Dopo 15 vittorie di Serena Williams su Maria Sharapova non era affatto scontato assistere ad una bella finale, e il primo set pareva confermare le cattive previsioni.

Ma il secondo set invece ha smentito ogni cosa. Non è stato solo bellissimo e combattutissimo. Il merito oltre che naturalmente alla campionessa americana che con il suo diciottesimo ace ha conquistato il suo 19mo Slam staccando Evert e Navratilova e avvicinando Steffi Graf a quota 22 e a quota 24 Margaret Court (che ho intervistato l’altro giorno) va ovviamente anche a Maria Sharapova che, anziché arrendersi dopo 15 sconfitte consecutive e un primo set che aveva dato modo agli statistici di ricordare che Serena quando aveva vinto il primo set in finale aveva poi vinto tutti i 16 dei suoi 18 Slam, ha lottato con tutta la grinta di cui è capace e non solo quando ha annullato due matchpoint con quello stesso dritto rabbioso con cui ne aveva annullati due alla Panova nel secondo round.

**CONSEGNA**
Ripeti parola per parola la parte del brano sulla finale tra Serena Williams e Maria Sharapova che va da "Dopo 15 vittorie" fino a "le cattive previsioni.", quest'ultimo compreso. Le righe riportate qui sono materiale a sé, distinto dal brano.

**DATI FORNITI**

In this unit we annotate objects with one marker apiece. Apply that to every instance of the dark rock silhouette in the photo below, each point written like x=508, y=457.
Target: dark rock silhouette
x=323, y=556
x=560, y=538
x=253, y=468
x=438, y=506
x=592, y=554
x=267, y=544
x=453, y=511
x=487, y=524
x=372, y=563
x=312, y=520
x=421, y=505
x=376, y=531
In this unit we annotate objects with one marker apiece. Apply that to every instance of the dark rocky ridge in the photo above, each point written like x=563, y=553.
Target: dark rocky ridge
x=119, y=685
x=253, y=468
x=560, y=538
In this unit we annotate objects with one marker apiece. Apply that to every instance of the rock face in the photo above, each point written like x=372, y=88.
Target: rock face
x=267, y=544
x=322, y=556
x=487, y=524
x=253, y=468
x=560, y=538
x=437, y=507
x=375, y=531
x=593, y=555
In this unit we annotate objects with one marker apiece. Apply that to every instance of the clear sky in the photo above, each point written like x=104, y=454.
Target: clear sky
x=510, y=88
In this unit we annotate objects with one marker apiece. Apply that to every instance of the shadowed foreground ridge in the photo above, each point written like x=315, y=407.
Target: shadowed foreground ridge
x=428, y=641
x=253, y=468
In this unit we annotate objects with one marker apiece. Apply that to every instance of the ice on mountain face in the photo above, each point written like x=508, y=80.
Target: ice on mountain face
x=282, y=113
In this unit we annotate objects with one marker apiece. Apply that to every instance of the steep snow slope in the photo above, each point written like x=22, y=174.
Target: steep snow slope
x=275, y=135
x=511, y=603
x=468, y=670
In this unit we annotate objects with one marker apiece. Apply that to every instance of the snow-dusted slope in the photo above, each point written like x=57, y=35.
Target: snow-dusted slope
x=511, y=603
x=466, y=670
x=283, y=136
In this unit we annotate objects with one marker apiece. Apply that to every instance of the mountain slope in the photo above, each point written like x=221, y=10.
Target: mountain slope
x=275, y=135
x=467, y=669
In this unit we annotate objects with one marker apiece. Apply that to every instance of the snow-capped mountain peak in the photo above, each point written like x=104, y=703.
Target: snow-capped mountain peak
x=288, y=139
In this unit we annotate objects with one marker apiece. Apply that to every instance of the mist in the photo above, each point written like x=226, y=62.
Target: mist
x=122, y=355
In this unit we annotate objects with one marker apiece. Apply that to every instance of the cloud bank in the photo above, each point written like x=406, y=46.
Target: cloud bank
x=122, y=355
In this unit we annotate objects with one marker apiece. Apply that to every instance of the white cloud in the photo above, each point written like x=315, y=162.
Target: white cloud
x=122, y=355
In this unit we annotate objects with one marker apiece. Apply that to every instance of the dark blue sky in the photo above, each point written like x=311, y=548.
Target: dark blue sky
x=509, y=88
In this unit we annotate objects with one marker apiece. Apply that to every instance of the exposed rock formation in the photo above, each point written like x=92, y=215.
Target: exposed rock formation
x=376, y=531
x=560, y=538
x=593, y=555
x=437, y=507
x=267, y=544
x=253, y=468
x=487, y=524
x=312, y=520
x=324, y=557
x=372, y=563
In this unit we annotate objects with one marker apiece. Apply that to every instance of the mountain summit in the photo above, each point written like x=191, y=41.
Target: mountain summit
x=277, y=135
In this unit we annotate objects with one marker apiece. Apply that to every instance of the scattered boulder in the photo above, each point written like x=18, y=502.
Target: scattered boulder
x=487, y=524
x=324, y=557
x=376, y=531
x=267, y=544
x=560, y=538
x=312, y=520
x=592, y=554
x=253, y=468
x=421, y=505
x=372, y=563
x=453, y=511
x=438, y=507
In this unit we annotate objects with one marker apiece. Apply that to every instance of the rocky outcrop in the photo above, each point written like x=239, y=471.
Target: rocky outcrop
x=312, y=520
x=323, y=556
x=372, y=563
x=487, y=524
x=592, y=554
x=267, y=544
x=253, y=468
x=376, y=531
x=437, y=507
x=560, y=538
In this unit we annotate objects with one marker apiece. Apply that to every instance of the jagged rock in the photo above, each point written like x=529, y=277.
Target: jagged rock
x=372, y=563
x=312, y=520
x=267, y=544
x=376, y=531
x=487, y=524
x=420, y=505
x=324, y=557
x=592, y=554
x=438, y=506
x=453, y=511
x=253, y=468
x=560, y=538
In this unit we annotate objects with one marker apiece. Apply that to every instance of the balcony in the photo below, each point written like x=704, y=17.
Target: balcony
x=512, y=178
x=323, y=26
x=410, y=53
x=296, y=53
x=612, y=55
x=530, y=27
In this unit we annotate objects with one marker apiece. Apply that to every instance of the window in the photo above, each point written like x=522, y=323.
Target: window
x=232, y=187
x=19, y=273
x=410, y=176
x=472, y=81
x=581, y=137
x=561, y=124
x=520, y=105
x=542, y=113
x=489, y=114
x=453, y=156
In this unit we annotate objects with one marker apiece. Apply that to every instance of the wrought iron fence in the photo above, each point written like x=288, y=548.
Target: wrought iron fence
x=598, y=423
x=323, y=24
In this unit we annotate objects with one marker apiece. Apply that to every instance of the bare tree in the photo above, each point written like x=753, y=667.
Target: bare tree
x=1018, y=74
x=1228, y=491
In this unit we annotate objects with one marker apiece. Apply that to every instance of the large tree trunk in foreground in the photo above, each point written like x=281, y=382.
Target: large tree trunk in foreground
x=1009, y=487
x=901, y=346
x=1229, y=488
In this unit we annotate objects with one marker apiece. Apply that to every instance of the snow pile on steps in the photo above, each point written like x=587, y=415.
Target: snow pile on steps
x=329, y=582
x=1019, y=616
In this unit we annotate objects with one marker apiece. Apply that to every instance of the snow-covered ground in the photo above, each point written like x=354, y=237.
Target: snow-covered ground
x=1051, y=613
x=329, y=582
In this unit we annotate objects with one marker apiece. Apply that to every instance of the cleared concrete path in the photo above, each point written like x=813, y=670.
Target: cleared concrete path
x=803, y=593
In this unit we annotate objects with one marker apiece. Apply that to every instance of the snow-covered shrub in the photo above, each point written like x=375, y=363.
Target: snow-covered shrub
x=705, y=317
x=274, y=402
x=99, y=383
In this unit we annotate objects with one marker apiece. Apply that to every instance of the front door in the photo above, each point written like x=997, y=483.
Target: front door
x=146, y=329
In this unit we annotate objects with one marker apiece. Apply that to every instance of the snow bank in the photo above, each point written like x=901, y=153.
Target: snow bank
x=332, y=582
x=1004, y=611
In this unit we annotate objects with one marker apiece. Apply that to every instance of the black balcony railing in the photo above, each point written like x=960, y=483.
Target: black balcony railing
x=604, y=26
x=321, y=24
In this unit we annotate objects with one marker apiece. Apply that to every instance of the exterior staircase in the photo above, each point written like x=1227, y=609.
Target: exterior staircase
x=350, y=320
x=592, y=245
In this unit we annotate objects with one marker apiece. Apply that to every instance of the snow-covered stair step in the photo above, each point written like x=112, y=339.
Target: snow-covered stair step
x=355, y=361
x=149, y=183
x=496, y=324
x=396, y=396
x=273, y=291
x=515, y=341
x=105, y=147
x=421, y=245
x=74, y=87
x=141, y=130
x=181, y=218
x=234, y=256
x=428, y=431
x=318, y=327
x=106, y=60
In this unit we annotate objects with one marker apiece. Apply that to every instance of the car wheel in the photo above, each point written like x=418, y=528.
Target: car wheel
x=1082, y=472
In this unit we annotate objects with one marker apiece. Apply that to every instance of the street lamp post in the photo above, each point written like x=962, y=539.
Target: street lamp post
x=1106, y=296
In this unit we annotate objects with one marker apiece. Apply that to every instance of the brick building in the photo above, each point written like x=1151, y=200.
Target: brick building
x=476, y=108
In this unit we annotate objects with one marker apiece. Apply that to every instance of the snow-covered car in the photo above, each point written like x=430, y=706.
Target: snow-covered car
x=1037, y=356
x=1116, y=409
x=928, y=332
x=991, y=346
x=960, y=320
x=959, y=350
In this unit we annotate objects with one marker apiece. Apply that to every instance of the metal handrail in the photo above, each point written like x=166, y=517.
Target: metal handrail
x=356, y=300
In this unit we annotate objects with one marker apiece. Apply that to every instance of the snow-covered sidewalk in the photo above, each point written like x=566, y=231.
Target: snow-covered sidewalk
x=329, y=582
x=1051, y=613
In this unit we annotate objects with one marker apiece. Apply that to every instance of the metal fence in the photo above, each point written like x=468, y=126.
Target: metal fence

**RISPOSTA SCRITTA**
Dopo 15 vittorie di Serena Williams su Maria Sharapova non era affatto scontato assistere ad una bella finale, e il primo set pareva confermare le cattive previsioni.